- [Set exercise]
Locate the line that contains "of the neck.", then copy it and all later lines of the data below exactly, through the last one.

Coordinate labeling data
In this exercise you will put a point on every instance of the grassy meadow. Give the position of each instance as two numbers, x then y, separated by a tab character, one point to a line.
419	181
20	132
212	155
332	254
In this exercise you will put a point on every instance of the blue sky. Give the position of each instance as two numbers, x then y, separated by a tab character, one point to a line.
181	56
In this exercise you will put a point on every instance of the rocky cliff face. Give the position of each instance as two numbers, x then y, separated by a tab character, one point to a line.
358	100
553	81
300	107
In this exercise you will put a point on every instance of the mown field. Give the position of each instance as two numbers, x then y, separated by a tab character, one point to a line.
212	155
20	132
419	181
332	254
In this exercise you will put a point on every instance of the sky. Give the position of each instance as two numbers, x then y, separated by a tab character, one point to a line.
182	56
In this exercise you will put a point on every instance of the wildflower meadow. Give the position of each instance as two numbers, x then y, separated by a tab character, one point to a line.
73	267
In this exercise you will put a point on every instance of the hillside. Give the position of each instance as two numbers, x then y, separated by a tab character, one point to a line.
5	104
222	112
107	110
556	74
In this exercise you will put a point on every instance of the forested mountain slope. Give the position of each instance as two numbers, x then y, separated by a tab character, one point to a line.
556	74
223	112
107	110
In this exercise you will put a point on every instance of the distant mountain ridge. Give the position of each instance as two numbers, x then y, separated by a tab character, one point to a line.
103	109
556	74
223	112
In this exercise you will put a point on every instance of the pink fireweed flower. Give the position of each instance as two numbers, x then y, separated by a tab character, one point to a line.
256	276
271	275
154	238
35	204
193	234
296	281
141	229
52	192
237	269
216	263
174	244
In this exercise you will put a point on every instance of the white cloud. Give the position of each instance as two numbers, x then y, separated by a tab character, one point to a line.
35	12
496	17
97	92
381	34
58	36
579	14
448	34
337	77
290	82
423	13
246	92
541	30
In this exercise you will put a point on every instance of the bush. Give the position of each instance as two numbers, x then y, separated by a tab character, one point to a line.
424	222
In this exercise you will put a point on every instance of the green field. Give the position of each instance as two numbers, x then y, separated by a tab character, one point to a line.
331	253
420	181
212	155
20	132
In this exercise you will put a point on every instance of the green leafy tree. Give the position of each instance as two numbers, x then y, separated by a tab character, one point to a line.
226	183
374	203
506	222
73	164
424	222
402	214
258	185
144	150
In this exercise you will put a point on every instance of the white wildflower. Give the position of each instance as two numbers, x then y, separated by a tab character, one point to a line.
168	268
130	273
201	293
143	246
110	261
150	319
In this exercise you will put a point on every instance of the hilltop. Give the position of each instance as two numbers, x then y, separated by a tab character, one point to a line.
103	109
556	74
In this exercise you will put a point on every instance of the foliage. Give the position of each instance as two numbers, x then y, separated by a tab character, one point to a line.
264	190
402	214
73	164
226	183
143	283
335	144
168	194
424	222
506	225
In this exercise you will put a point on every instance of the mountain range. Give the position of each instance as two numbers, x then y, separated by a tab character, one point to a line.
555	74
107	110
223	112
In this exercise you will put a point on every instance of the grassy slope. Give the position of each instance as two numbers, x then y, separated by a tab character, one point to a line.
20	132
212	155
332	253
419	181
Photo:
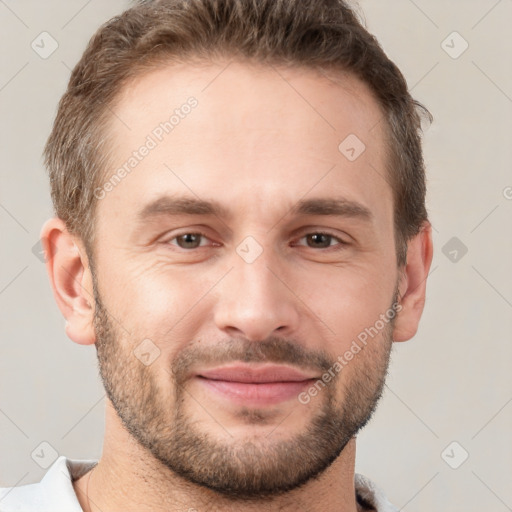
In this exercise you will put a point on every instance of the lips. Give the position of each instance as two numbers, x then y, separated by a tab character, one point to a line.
253	386
250	374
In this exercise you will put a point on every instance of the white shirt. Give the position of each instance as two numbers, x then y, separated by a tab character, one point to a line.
55	493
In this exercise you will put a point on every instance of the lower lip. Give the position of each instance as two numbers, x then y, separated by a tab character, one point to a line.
267	393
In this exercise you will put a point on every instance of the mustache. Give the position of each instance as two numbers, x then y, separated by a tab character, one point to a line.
272	350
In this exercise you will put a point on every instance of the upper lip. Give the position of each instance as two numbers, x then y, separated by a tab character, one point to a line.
249	373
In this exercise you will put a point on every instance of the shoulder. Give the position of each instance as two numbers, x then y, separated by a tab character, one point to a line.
54	493
371	496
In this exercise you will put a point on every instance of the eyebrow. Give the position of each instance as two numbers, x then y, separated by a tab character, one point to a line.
169	206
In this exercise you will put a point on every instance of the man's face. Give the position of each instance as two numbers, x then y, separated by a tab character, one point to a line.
257	283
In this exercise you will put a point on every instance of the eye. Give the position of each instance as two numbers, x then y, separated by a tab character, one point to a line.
322	240
188	240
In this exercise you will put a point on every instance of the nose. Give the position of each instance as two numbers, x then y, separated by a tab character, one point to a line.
255	301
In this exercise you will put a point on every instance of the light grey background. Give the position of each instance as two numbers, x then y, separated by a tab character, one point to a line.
452	382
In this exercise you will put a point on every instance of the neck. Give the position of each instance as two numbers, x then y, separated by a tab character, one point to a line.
125	464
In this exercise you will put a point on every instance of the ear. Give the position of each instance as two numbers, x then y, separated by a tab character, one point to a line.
71	280
413	284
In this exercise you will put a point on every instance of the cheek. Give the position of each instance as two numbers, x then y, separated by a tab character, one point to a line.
349	304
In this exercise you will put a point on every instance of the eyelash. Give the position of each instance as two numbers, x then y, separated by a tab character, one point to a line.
341	243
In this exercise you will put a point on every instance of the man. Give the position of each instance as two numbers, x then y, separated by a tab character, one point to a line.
241	232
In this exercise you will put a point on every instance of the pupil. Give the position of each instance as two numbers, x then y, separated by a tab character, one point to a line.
190	238
318	240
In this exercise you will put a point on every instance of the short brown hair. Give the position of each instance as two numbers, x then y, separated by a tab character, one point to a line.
314	34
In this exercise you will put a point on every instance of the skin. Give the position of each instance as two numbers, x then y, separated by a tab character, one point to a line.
259	140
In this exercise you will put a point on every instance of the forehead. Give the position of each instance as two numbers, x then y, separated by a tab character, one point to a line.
245	135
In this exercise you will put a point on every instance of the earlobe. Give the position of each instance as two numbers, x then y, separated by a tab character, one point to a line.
413	283
70	277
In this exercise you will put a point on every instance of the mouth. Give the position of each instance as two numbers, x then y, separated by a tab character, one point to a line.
257	386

- [Solution to this exercise]
In this exercise you will put a point on every instance of the neck. Give the position of each instance as two numbers, x then y, separated by a tab character, one point to a line.
125	464
In this exercise you will put a point on every instance of the ear. Give the position of each instance as two numbers, x then y, separated by a tab character, one point to a line.
71	280
413	284
In this exercise you will put a point on every instance of the cheek. Give the position of each instance as two numbers, x then y, separated by a tab character, one point to a line.
349	304
In this exercise you will put a point on every instance of the eyelash. Give the position of each instance as two numbers, x then y, separated by a tab character, one point to a line.
341	243
In this exercise you will put a point on every instance of the man. Give the position of each instance as two numbers, x then y, separated by a tab character, one point to a line.
241	232
In this exercise you will put a point on every instance of the pupil. Give the position of each instance as two numbers, x then y, separated by a tab character, one point to a line.
190	238
318	240
In this exercise you will put a point on every instance of the short brown hair. Give the position of each instance as two numbers, x then y, separated by a tab character, one point to a line.
314	34
In this exercise you will put a point on every instance of the skin. Give the position of each instance as two numbers, x then y, separated by a tab character, one point to a line.
259	140
In this exercise you will put a point on every instance of the forehead. Give the position of each instance as two numbers, x then y, separated by a tab character, one point to a line.
245	135
In this exercise you will put a point on every instance of the earlobe. Give the position of each instance as two numbers, x then y, separated by a tab character, one point to a line.
413	283
70	277
In this exercise you will put a point on every instance of the mouth. Give the position of each instance as two numbers, x then y, separated by a tab character, one point to a line.
257	386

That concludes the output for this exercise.